— Text extract —
# Train-li R7 switch



## lownote (Jan 3, 2008)

At the ECLSTS I picked up one of Axel's new R-7 switches in nickel silver. I have an aristo #6 which causes a lot of derailments and I'm going to replace it with the Train Li, and see how it operates.

It's a very high quality switch. The point rails fit very neatly into the rails on either side--extremely smooth, no way a flange will catch it, the transition is about perfect.










The frog has a metal point. Polarity is managed by a reed switch set into the underside of a track tie: much better I think than the microswitches on the other brands. 











Power is carried to the frog via a very heavy bare wire, and it's fused--the two tiny white squares in the middle are fuses











It's really world's better than the Aristo switch. We'll see how it holds up in use. A couple things worry me a little. The back of the circuit board that holds the reed switch is very close to the ground, and it looks to me like damp ground might be a problem. I'll cover the back of the reed switch/PCB with something, maybe that "liquid electrical tape." Second if those fuses ever blow, are they replaceable? As far as I know those are surface mount fuses, not readily available and not easy to replace. Might not be a problem, we'll see.


Also the directions say that you can't enter it in reverse and bump the points over--you have to have the switch pre-set to the direction from which the train is entering, as you would on a 1:1 railroad. Could be an issue on some layouts


All in all this looks to be a really excellent code 332 switch.


----------



## Torby (Jan 2, 2008)

So you're sending the Aristo switch to me?


----------



## jimtyp (Jan 2, 2008)

Nice looking switch. If running outdoors do you think it needs to have some of that liquid tape around the underside electronics?


----------



## lownote (Jan 3, 2008)

Yes--I mentioned that in my description. It'll be added before it goes outside


----------



## Greg Elmassian (Jan 3, 2008)

A small correction, the switch is not nickle silver (which does oxidize somewhat), but nickel plated brass, which in my opinion is superior, nickle does not oxidize from a practical perspective. 

You could also use silicon caulking to seal up things. 

Mike, when you have a chance, can you measure the frog? just go out from the point 3 inches, for example and measure outer rail head to outer rail head. Interested to see what the frog number actually came out to. I know it is sort of a "curved" switch like LGB. 

Regards, Greg


----------



## BodsRailRoad (Jul 26, 2008)

I have noticed a few things that may help on this new switch. 
On one of my switches the magnet fell out so I took it apart and reglued it with my hot glue gun. I put it back together but the reed switch did not throw. I had to adjust the magnet position a couple of times in order to get it to work correctly. It appears that the reed switch is very sensitive to the position of the magnet.

— Requirements —
• 1. According to the Train-Li R7 switch thread, what manages polarity at the frog?
• 2. In the Train-Li R7 switch thread, rewrite everything from "You could also" down to "(Jul 26, 2008)", with "silicon caulking" changed to "silicone sealant".
• 3. Extend the Train-Li R7 switch thread past its final sentence.

— Entries supplied —

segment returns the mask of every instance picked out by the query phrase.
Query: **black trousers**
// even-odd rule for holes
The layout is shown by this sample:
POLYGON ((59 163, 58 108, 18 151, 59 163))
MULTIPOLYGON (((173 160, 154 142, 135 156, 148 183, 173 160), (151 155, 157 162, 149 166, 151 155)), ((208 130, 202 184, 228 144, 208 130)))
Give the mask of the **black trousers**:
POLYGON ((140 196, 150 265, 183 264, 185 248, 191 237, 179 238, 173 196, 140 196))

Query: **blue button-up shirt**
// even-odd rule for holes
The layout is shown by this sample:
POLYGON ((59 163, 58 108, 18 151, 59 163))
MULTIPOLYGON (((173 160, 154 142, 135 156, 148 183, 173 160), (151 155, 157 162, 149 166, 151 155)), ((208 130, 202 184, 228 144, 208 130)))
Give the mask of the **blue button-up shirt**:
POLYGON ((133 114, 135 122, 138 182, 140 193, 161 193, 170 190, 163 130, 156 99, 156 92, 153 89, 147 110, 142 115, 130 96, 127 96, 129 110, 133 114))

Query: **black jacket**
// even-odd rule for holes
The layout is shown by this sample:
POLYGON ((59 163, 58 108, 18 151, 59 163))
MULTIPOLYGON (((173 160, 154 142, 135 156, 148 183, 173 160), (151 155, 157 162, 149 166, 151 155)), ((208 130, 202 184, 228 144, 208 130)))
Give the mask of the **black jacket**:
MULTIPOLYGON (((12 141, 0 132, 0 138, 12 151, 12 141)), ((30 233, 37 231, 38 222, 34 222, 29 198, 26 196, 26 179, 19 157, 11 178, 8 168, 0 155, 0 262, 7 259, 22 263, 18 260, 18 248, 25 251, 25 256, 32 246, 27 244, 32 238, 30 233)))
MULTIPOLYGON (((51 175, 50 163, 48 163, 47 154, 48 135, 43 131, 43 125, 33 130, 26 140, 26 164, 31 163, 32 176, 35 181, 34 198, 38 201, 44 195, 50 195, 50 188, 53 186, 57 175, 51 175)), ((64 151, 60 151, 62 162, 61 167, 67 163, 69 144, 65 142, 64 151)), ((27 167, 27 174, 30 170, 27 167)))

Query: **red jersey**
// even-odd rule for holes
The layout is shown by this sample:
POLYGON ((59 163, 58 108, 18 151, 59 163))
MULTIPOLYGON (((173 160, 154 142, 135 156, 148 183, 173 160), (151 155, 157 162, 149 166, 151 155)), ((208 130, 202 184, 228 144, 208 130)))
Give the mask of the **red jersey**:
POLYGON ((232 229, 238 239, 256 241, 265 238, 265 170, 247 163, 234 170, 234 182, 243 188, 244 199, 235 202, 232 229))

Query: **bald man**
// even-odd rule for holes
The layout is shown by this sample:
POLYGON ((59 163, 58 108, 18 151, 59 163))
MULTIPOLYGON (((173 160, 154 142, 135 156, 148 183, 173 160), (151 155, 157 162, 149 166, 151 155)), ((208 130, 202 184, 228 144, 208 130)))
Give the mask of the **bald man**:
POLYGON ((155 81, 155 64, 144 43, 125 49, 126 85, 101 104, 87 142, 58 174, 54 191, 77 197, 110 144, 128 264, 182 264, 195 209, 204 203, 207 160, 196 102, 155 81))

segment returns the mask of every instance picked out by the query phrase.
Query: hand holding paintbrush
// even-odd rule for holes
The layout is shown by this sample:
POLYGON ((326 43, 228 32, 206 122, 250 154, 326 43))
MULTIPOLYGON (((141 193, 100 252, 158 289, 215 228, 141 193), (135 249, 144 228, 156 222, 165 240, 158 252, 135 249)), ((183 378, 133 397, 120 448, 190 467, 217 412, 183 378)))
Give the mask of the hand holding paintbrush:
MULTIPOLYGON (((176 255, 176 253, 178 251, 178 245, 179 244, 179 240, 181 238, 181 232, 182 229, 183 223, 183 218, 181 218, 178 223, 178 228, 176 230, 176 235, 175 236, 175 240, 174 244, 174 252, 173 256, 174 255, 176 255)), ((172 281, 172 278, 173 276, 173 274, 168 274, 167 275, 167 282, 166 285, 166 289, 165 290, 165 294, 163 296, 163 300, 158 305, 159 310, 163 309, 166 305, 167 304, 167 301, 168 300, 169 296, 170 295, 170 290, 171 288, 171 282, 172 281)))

— Answers by task —
• 1. A reed switch set into the underside of a track tie.

• 2.
You could also use silicone sealant to seal up things. 

Mike, when you have a chance, can you measure the frog? just go out from the point 3 inches, for example and measure outer rail head to outer rail head. Interested to see what the frog number actually came out to. I know it is sort of a "curved" switch like LGB. 

Regards, Greg


----------



## BodsRailRoad (Jul 26, 2008)

• 3.
Maybe a larger magnet would make it less sensitive or moving it closer to the reed switch, which is what I ended up doing to get one of mine to work correctly.

I did take apart all of the other switches and glue the magnet in more securely so the magnet would not fall out at a later date, and I also put some locktight on the 2 screws of the throw bar. The last thing was to apply Axels red laquer to the circuit boards. I think that the switches will be good to go now.

Ron


----------



## Greg Elmassian (Jan 3, 2008)

I assume the reed switch feeds the point rails and the frog? 

From the pictures it looks as though there might be metal tabs that the point rails slide on to power them. 

Interesting use of a reed switch, they are not known for high power capability. 

Regards, Greg


----------



## BodsRailRoad (Jul 26, 2008)

Posted By Greg Elmassian on 29 Mar 2010 09:18 PM 
I assume the reed switch feeds the point rails and the frog? 

From the pictures it looks as though there might be metal tabs that the point rails slide on to power them. 

Interesting use of a reed switch, they are not known for high power capability.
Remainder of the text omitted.